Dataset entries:
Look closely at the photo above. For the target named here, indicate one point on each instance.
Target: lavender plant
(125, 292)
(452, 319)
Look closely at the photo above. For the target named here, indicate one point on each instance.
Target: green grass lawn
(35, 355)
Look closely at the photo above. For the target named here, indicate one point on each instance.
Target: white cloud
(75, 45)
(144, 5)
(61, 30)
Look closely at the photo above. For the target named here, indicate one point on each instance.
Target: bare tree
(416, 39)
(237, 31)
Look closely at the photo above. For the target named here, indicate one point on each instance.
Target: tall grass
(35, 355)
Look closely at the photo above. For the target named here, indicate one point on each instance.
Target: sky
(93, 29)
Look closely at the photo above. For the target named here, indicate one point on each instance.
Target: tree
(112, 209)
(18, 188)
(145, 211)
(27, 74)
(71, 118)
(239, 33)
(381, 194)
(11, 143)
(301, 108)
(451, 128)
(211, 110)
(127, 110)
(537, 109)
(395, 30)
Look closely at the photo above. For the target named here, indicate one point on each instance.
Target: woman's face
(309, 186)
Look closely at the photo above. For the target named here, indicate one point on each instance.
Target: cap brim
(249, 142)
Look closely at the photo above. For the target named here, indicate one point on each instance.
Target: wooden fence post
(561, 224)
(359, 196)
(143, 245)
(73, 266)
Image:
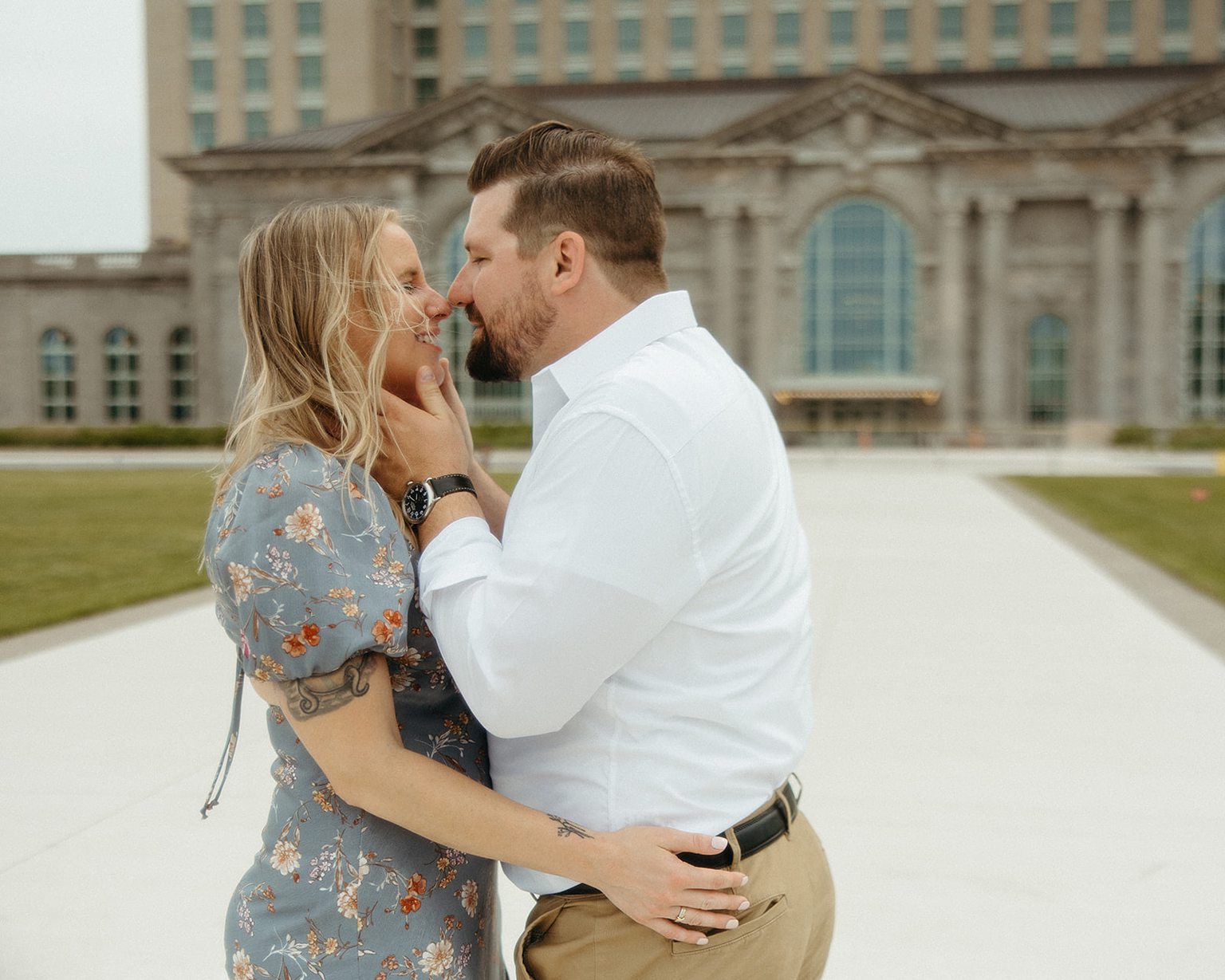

#### [Exercise goal]
All records above are to be printed exactly, minus the pictures they contain.

#### [Your solution]
Look closely at the photo above. For the target named here, indicate one point on each instance.
Target: lavender plant
(125, 292)
(452, 319)
Look closely at the photo above. For the target named here, indicate one point on each instance.
Target: green grass lawn
(35, 355)
Look closely at the photo above. For the target named here, indicate one point on each instance.
Target: white cloud
(75, 45)
(144, 5)
(61, 30)
Look closely at the photo above. For the target named here, indicate one point on each instance.
Target: bare tree
(416, 39)
(237, 31)
Look closely at the photo above. For the target named here, indicate one point on each instance.
Target: tall grass
(35, 355)
Look closely at the photo above. For the target named here, indicate one point on each instance.
Target: sky
(93, 29)
Look closely at the photo above. For the target named here, indicate one point on each instance.
Target: tree
(112, 209)
(18, 188)
(145, 211)
(27, 74)
(71, 118)
(239, 33)
(381, 194)
(11, 143)
(301, 108)
(451, 128)
(211, 110)
(127, 110)
(537, 109)
(395, 30)
Look closely at the photo above. For the target named here, indicate one point on each instance.
Target: woman's face
(309, 186)
Look closely at the photo above. For the target named here, indicate one point on each instance.
Target: cap brim
(249, 142)
Look closely at the photo above. For the target named here, indicate one point on each instance.
Target: wooden fence post
(561, 224)
(359, 196)
(143, 245)
(73, 266)
Image:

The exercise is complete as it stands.